**Required action:**
Show, from the records below, all lines that contain the word "light".

Items from a data source:
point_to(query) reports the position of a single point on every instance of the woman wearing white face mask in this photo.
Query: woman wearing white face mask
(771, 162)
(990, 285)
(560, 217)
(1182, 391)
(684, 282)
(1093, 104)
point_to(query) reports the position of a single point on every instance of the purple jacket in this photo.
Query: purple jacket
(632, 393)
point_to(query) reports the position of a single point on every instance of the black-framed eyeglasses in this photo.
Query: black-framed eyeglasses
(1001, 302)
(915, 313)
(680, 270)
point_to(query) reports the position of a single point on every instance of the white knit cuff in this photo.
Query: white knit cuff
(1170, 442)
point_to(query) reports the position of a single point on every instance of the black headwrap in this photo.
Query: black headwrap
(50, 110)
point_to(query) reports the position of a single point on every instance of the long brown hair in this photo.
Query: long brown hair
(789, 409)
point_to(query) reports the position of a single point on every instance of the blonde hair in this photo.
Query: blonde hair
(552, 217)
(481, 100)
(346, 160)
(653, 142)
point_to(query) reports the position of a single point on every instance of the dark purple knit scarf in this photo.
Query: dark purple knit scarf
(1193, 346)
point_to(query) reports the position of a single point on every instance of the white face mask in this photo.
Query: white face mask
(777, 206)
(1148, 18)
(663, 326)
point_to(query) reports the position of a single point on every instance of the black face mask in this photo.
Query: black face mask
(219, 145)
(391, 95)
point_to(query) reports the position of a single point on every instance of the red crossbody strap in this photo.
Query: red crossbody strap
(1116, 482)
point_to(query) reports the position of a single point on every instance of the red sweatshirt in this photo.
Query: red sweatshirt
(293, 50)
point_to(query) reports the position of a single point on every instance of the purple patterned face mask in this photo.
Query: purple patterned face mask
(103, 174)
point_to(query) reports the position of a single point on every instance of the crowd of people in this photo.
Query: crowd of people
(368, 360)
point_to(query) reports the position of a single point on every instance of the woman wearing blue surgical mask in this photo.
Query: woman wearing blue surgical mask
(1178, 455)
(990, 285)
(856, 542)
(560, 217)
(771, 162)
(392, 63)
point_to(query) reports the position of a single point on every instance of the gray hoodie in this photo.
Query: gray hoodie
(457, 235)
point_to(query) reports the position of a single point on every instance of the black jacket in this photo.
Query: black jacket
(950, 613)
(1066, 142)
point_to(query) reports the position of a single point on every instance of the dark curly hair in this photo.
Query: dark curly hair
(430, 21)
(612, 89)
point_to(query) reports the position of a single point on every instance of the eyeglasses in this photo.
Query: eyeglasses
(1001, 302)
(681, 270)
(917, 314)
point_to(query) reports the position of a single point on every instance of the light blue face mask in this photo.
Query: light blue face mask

**Response:**
point_to(query) reports the position of a single point on every instance of the light blue face mask in this photo.
Query: light blue face mask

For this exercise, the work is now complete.